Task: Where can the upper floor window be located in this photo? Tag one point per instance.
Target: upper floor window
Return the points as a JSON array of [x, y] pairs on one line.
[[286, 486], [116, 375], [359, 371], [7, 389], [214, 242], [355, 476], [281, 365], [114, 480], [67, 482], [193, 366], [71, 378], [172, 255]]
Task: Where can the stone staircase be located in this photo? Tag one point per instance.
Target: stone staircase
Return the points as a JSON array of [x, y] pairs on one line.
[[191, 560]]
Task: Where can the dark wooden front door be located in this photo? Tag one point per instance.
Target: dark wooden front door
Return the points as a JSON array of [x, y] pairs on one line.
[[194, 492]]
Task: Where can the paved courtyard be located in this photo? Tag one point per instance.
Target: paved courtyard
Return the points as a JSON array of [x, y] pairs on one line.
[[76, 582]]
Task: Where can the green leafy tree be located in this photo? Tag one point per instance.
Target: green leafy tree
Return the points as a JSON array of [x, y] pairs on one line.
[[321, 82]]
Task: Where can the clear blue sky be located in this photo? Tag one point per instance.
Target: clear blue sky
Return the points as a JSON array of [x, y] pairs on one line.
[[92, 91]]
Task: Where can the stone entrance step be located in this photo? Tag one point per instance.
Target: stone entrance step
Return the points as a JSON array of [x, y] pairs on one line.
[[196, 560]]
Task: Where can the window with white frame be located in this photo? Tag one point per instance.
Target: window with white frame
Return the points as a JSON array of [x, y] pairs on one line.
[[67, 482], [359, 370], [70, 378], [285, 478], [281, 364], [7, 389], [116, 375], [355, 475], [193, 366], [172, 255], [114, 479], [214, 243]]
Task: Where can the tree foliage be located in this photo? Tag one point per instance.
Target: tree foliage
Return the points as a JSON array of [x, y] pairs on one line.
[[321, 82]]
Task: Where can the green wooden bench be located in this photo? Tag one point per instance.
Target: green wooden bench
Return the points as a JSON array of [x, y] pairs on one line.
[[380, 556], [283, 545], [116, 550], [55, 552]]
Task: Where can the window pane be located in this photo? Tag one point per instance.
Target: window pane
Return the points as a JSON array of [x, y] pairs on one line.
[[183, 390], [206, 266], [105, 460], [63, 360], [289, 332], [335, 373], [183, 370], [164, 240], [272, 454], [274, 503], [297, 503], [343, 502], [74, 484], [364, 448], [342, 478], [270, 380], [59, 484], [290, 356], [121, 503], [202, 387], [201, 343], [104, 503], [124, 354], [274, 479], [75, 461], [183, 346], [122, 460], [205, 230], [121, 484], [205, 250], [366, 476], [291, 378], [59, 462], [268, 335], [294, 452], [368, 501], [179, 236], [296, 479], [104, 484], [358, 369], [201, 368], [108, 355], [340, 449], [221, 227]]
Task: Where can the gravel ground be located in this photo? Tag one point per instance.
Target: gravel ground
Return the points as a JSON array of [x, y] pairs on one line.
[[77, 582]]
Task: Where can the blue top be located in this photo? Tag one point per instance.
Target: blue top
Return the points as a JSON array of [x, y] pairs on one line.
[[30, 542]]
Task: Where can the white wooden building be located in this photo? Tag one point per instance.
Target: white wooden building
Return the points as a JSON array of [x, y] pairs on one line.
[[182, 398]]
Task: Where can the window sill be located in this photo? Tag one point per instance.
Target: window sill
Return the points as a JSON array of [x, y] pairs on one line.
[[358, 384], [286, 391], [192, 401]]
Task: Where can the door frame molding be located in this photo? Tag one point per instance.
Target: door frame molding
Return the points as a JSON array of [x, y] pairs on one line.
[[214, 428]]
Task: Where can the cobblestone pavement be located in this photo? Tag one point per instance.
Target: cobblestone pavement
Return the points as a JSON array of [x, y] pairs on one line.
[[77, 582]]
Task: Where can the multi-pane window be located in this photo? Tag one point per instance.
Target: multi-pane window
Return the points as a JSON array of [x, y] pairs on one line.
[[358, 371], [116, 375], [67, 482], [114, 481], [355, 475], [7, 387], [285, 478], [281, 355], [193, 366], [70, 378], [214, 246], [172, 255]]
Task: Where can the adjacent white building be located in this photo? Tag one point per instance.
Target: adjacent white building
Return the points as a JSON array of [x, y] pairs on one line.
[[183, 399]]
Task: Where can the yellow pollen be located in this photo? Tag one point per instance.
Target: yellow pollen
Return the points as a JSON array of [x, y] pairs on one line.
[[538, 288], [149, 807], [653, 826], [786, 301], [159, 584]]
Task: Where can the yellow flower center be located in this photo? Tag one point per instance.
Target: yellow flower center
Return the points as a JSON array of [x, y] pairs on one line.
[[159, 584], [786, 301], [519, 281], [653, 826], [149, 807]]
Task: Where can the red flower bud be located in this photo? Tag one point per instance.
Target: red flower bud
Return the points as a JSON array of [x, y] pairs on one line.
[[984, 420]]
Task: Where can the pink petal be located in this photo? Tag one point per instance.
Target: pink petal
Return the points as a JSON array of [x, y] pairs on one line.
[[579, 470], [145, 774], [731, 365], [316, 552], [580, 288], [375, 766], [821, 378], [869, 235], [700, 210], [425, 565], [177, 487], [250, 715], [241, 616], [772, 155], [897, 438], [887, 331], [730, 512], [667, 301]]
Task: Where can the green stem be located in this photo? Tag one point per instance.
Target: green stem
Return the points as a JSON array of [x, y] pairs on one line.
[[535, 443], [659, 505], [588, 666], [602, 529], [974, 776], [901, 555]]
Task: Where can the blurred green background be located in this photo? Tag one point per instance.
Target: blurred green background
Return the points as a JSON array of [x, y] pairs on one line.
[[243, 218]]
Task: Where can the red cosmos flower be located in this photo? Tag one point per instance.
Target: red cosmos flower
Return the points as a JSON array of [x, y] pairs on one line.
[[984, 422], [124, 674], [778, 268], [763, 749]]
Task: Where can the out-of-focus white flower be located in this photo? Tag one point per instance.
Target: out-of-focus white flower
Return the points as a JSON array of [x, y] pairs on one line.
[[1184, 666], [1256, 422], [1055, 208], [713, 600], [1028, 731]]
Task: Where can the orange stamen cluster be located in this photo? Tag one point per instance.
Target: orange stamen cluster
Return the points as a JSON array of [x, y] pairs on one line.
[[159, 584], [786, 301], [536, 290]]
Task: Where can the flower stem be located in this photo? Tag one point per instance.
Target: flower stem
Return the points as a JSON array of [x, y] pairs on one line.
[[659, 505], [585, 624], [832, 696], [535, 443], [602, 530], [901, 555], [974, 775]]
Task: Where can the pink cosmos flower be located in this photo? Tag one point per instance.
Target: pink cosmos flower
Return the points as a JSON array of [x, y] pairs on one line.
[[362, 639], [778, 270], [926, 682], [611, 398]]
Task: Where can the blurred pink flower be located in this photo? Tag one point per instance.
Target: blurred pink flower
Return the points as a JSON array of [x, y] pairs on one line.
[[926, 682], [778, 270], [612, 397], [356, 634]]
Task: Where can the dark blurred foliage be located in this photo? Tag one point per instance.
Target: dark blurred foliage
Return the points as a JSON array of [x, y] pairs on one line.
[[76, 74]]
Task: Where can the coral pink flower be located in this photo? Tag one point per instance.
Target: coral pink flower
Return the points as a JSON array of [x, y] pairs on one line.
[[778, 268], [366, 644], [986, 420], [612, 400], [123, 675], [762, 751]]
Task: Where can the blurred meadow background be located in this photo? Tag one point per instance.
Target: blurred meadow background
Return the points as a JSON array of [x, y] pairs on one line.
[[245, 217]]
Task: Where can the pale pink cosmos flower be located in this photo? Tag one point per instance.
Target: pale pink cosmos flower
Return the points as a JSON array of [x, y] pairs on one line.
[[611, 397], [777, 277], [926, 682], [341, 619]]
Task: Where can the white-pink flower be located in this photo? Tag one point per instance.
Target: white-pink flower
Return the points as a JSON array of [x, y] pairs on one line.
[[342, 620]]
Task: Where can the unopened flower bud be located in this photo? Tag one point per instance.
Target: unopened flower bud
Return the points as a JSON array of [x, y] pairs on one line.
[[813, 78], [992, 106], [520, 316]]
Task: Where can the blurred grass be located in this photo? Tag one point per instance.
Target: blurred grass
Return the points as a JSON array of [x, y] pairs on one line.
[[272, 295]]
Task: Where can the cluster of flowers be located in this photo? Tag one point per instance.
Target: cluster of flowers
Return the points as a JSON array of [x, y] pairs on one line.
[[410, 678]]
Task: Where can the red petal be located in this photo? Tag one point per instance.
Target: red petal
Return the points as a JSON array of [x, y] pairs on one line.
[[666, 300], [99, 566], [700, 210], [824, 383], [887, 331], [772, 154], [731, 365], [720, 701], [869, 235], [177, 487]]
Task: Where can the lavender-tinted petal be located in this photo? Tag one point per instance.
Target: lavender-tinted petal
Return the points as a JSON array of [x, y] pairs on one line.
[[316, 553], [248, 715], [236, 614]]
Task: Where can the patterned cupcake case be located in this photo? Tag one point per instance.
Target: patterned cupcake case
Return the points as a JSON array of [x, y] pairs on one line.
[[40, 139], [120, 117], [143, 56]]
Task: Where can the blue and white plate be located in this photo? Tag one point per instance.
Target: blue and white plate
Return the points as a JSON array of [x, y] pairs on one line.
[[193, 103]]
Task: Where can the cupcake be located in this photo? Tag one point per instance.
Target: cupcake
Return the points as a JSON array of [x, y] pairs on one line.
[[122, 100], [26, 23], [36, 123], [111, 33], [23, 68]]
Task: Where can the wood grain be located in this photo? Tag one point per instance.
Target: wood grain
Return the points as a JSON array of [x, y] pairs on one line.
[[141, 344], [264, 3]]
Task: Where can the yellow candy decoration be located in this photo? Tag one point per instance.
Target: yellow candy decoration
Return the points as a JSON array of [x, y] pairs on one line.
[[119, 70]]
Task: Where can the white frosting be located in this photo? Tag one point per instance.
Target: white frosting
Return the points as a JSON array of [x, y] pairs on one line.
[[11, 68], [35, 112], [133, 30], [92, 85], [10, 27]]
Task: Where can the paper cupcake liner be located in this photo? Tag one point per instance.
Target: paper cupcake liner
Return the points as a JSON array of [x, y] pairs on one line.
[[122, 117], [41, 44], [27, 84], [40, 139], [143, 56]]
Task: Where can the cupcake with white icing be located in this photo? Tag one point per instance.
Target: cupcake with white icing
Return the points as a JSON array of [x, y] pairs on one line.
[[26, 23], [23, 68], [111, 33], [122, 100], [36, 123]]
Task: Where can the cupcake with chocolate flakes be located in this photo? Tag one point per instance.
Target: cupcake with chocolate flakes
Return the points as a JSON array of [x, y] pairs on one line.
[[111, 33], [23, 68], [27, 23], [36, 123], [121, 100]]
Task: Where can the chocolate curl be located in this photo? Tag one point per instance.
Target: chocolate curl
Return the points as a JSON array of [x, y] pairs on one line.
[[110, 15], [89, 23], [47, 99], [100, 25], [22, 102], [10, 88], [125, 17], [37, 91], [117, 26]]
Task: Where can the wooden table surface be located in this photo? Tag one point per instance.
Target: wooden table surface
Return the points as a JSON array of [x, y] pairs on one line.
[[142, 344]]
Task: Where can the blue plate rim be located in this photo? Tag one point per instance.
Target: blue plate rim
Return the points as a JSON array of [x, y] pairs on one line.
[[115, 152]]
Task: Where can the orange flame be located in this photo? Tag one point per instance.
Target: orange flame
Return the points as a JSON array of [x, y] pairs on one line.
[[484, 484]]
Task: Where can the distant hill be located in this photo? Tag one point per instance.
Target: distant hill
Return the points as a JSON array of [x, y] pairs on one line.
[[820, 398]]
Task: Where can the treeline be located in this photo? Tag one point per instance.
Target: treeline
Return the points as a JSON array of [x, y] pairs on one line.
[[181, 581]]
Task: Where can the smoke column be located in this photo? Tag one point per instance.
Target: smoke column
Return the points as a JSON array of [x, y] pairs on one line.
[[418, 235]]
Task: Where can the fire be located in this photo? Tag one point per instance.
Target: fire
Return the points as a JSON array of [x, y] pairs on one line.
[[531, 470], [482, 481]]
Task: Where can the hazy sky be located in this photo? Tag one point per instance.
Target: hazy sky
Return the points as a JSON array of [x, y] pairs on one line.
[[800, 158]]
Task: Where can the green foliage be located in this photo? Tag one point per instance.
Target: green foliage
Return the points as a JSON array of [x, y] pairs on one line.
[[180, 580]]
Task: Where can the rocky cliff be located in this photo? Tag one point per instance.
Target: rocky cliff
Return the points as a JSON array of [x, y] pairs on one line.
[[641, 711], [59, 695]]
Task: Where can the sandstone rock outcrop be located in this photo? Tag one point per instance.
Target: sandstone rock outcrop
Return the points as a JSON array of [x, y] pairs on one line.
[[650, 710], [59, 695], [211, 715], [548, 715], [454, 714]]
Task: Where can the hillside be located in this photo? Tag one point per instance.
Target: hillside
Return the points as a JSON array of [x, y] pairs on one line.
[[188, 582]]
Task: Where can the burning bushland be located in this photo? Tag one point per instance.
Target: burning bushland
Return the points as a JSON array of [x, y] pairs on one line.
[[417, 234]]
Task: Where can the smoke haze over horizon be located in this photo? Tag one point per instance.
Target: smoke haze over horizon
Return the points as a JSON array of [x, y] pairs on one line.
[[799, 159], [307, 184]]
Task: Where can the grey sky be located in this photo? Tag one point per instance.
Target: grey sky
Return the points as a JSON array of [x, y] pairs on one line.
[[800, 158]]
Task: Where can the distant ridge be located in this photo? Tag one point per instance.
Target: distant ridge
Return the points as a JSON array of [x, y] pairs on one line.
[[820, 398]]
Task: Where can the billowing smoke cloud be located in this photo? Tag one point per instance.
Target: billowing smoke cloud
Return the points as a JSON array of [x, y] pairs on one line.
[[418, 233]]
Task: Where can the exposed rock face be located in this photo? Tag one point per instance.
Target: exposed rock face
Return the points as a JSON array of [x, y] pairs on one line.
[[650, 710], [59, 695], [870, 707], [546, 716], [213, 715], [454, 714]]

•••

» Action item
Reproduce verbatim only the segment of the listing bounded by the line containing "Target: treeline" and the line containing "Task: Where can the fire", with both boundary lines included.

» Answer box
Target: treeline
Return the points as a JSON array of [x, y] pairs on one line.
[[181, 581]]
Task: Where can the smoke column be located in this photo? Tag one point per instance.
Target: smoke column
Return the points as a JSON array of [x, y] pairs on one line.
[[418, 235]]
Task: Where can the fire be located in this photo? Tag one point per instance.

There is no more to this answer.